Print the full listing once more, exactly as given.

Material shown:
· · · ·
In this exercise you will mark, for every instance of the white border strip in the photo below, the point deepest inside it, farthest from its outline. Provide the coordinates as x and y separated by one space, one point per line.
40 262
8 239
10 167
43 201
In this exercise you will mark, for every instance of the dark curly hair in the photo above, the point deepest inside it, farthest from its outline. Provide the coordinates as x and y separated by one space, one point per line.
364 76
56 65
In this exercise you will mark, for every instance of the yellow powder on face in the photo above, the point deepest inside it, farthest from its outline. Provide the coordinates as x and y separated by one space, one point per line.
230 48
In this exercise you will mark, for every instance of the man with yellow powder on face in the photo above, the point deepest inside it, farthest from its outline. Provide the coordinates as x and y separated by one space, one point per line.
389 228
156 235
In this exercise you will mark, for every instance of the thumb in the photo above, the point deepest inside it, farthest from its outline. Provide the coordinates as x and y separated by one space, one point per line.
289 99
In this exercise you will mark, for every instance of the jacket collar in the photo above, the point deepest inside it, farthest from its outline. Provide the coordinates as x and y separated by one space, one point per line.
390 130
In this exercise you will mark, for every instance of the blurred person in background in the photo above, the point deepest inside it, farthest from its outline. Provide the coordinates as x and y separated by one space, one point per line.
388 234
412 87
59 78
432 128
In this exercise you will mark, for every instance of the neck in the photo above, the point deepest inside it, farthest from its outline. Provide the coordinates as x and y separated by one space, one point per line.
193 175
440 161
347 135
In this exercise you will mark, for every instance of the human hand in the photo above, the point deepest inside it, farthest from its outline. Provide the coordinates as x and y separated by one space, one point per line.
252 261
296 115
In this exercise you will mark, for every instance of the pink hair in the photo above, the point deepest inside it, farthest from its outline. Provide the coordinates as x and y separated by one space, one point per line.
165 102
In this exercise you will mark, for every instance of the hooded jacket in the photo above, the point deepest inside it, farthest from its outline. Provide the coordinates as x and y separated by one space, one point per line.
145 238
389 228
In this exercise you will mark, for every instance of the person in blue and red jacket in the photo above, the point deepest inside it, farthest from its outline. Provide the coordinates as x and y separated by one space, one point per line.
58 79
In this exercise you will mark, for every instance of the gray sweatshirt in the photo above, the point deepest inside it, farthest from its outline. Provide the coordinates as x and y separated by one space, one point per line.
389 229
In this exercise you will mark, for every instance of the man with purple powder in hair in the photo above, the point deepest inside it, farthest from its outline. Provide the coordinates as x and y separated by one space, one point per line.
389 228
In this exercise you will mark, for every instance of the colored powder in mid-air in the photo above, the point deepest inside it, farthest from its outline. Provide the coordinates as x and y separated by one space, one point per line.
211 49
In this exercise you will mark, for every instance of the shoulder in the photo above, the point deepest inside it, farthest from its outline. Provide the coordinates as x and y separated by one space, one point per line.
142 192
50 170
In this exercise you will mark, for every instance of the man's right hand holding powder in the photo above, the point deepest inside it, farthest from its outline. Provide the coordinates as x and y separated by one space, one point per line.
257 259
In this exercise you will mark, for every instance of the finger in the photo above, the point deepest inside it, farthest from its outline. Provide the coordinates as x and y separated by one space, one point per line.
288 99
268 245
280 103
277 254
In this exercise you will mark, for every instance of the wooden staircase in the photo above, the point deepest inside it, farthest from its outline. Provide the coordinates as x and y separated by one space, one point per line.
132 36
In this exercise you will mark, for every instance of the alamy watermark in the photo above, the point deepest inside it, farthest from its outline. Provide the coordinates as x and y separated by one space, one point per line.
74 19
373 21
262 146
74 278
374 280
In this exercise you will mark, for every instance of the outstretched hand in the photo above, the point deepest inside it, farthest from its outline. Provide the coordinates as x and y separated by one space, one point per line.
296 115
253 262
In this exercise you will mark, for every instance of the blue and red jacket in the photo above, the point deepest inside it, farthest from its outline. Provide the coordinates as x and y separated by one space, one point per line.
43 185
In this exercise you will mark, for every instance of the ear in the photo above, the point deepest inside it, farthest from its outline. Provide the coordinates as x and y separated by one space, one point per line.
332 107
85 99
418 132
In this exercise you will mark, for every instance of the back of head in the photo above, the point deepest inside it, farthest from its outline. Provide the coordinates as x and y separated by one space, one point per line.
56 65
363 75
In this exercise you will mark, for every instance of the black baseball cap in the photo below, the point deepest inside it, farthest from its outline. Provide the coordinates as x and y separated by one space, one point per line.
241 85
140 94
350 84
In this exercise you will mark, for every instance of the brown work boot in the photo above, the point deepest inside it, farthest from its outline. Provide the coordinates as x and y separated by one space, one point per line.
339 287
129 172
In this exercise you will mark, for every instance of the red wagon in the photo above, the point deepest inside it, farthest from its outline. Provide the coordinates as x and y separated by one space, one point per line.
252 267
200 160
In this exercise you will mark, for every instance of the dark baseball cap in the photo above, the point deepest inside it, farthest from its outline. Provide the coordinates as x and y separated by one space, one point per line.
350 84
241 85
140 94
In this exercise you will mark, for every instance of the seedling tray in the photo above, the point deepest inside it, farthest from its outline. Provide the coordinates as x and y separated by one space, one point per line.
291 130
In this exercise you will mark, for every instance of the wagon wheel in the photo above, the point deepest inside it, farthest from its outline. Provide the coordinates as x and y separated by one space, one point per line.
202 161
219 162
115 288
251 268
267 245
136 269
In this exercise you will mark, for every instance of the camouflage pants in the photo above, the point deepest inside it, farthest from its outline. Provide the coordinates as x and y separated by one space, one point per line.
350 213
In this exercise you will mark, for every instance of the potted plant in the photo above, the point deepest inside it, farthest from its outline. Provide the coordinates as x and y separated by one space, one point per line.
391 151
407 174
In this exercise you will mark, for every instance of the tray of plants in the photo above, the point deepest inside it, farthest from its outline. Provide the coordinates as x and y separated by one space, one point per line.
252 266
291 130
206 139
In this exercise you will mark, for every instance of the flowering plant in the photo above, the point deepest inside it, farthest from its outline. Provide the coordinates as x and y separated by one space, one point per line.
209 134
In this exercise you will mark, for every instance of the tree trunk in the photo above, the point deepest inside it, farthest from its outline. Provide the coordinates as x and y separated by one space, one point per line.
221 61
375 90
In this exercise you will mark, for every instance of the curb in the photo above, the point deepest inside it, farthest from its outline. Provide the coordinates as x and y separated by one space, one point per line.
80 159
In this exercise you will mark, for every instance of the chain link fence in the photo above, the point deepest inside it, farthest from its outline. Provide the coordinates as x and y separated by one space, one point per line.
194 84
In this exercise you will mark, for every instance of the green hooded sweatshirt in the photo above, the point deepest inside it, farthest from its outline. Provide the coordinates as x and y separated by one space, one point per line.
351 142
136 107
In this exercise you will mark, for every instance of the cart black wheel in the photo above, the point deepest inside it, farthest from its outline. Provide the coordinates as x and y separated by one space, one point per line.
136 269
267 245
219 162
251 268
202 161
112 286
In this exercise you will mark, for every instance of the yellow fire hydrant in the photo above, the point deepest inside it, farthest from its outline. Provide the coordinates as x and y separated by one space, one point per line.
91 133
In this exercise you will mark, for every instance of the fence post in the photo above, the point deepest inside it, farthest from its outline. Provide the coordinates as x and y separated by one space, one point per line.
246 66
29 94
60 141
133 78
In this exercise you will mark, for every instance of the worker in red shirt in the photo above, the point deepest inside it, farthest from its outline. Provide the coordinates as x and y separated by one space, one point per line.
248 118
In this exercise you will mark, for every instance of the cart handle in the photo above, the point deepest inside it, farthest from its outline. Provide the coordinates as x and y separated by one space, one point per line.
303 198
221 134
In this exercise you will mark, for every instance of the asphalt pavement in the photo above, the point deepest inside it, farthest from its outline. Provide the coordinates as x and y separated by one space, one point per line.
· · · ·
Answer section:
In this exercise you will mark, for every instance of the white border strip in the photo below, the point deepest inside it, farthest from its outline. Provide the coordinates as x and y separated by one space, one point per line.
40 262
8 239
10 167
43 201
In this exercise you will mark, for every instance of the dark curly hair in the photo above, the point deepest inside it, farthest from its outline. Provide the coordinates as x and y separated by one space, one point per line.
364 76
56 65
In this exercise you will mark, for every instance of the yellow powder on face in the photo above, the point deepest inside it, farthest from its outline. Provide the coordinates as x and y separated by one space, one point per line.
230 48
In this exercise you will mark, for every instance of the man with yellow powder on face in the photo above, the point deepest inside it, farthest from its outline. Provide the coordinates as x and y separated by one space, one point per line.
389 228
156 235
In this exercise you will mark, for every instance of the thumb in the photo above, the point deepest inside it, farthest from its outline. Provide the coordinates as x and y separated by one space, one point per line.
289 99
In this exercise you will mark, for every instance of the jacket collar in the photo above, the point deepest inside it, farthest from its outline. Provide the coordinates as x and y separated by one space, one point per line.
390 130
In this exercise you will mark, for every instance of the blurred person in background in the photo above, the point deepest inside it, farthest from its outline. Provide the coordinates as x and y separated by one space, one point per line.
388 234
412 87
59 78
432 128
In this exercise you will mark, for every instance of the neck in the photo above, the point deepest inside it, farthest from its outline. Provide the coordinates as x and y separated by one space, one point per line.
193 175
440 161
347 135
In this exercise you will mark, for every instance of the human hand in the photo above, the point deepest inside it, farthest from its outline. Provide the coordinates as x and y separated by one space, one point per line.
252 261
296 115
In this exercise you will mark, for every instance of the pink hair in the photo above, the point deepest inside it, farthest from its outline. Provide the coordinates as x and y separated by one space, one point per line.
165 102
In this exercise you will mark, for every instance of the hooded jacket in the photo above, the point deepest inside it, farthest from its outline. Provide the coordinates as x and y separated by one space, one point per line.
145 238
389 228
In this exercise you will mark, for every instance of the person in blue and red jacket in the photo above, the point deepest inside it, farthest from its outline. Provide the coordinates as x and y separated by one space, one point per line.
58 79
In this exercise you will mark, for every instance of the gray sweatshirt in the photo above, the point deepest inside it, farthest from its outline. Provide the coordinates as x and y separated by one space, one point per line.
389 229
In this exercise you will mark, for every instance of the man with purple powder in hair in the photo above, the point deepest inside it, farthest from its outline. Provide the coordinates as x and y separated by one space, one point per line.
389 228
In this exercise you will mark, for every instance of the colored powder in mid-air in the photo above, the point deepest inside it, farthest from its outline. Provide the coordinates as x and y separated by one space, one point per line.
211 49
In this exercise you will mark, for every instance of the shoulder in the photo above, the point deepest inside it, farthest from its outline. Provide the coordinates as x and y separated by one space, one point per line.
142 192
50 170
In this exercise you will mark, for every instance of the man's right hand holding powder in the photo above, the point deepest inside it, farthest from its outline. Provide the coordinates as x and y separated by one space, one point per line.
257 259
In this exercise you will mark, for every instance of the finger in the photo above, the point deepest inside it, farthest from its outline. Provide the coordinates as x and y separated by one space, one point per line.
288 99
268 245
280 103
277 254
In this exercise you will mark, for every instance of the wooden staircase in the photo above, the point deepest inside it, farthest from its outline. Provide the coordinates as x and y separated by one space, one point per line.
132 36
In this exercise you will mark, for every instance of the alamy watermark in the photo above, the point deepest inside it, farthest from its outline. Provide the coordinates as x and y separated by one space, one point per line.
74 19
373 21
262 146
74 278
374 280
In this exercise you will mark, for every instance of the outstretched hand in the photo above, the point deepest inside it, farthest from its outline. Provide the coordinates as x and y separated by one space, one point per line.
296 115
253 262
In this exercise you will mark, for every instance of the blue and red jacket in the photo above, the point deepest inside it, farthest from its outline. Provide the coordinates as x and y separated by one space, one point per line.
43 185
In this exercise you will mark, for every instance of the ear in the photo above, the point deepest inside it, farthest from its outline. Provide the coordinates as x and y separated by one space, one point per line.
332 107
85 99
418 132
In this exercise you will mark, for every instance of the back of head in the photo above, the point deepest inside it, farthest from its outline. Provide the coordinates as x and y separated by one space, one point per line.
56 65
363 75
In this exercise you will mark, for every instance of the black baseball cap in the photo below, the point deepest inside it, farthest from its outline. Provide the coordinates as x and y separated by one space, one point per line.
241 85
140 94
350 84
In this exercise you will mark, for every instance of the brown work boot in the photo above, the point deepest inside it, farthest from its outline. Provide the coordinates as x and y separated by one space, one point per line.
339 287
129 172
In this exercise you will mark, for every instance of the red wagon in the photo above, the point deepest inside it, farthest from its outline. Provide the coordinates as x and y separated by one space, one point per line.
252 267
200 160
In this exercise you will mark, for every instance of the dark baseball cap in the photo above, the point deepest inside it, farthest from its outline. Provide the coordinates as x and y separated by one space, one point per line.
350 84
241 85
140 94
In this exercise you will mark, for every instance of the seedling tray in the photo above, the point deepest inside it, farthest from its outline. Provide the coordinates as x and y separated by one space, one point per line.
291 130
In this exercise you will mark, for every instance of the wagon wheel in the photo above, the point deepest inside it, farthest from its outline. Provide the coordinates as x and y separated by one space, one point per line.
202 161
219 162
115 288
251 268
267 245
136 269
In this exercise you will mark, for every instance of the camouflage pants in the photo above, the point deepest inside it, farthest from its outline. Provide the coordinates as x and y separated by one space, one point per line.
350 213
In this exercise you will mark, for every instance of the potted plant in the photo above, the point deepest inside it, farthest from its outline. Provide the coordinates as x and y separated by one space, one point per line.
391 151
407 174
In this exercise you will mark, for every instance of the tray of plants in the photo above, the point deepest inside it, farthest from its outline. Provide the coordinates as x and y separated by one space, one point per line.
252 266
291 130
206 139
In this exercise you will mark, for every instance of the flowering plant in the photo above, the point deepest inside it, farthest from its outline. Provide the coordinates as x and y separated by one space, one point per line.
209 134
In this exercise you will mark, for every instance of the tree trunk in the photo above, the point deepest inside it, farthest from its outline. Provide the coordinates as x and y separated by one space, one point per line.
221 61
375 90
In this exercise you will mark, for every instance of the curb in the photo above, the point deepest inside it, farthest from its outline. Provide the coordinates as x and y separated by one space, one point per line.
80 159
In this exercise you will mark, for every instance of the chain link fence in the photo above, the point deepest inside it, farthest from its outline. Provide the coordinates as x and y separated by one space, one point per line.
194 84
In this exercise you will mark, for every instance of the green hooded sweatshirt in the photo above, the point deepest inside it, farthest from its outline. Provide the coordinates as x and y separated by one space, one point per line.
351 142
136 107
In this exercise you will mark, for every instance of the cart black wheel in the photo above, the point deepest inside it, farthest from its outline. Provide the coordinates as x and y separated by one space, one point per line.
136 269
267 245
219 162
251 268
202 161
112 286
In this exercise you will mark, for every instance of the yellow fire hydrant in the photo above, the point deepest inside it, farthest from its outline. Provide the coordinates as x and y separated by one space, one point per line.
91 133
In this exercise you will mark, for every instance of the fence post in the photo above, the point deepest inside it, farthest from its outline. Provide the coordinates as x and y separated by one space, one point per line.
246 66
29 94
60 141
133 78
In this exercise you will mark, for every instance of the worker in red shirt in the photo above, the point deepest inside it, farthest from its outline. Provide the coordinates as x and y separated by one space, one point per line.
248 118
In this exercise you will mark, for every instance of the cart handle in the photo above, the point deepest inside it, farthest from its outline. Provide the coordinates as x and y separated by one space, one point per line.
303 198
221 134
In this exercise you will mark, for every instance of the asphalt pavement in the photo above, the point deepest inside it, farthest from its outline. Provide the coordinates as x and y separated by one space, one point per line.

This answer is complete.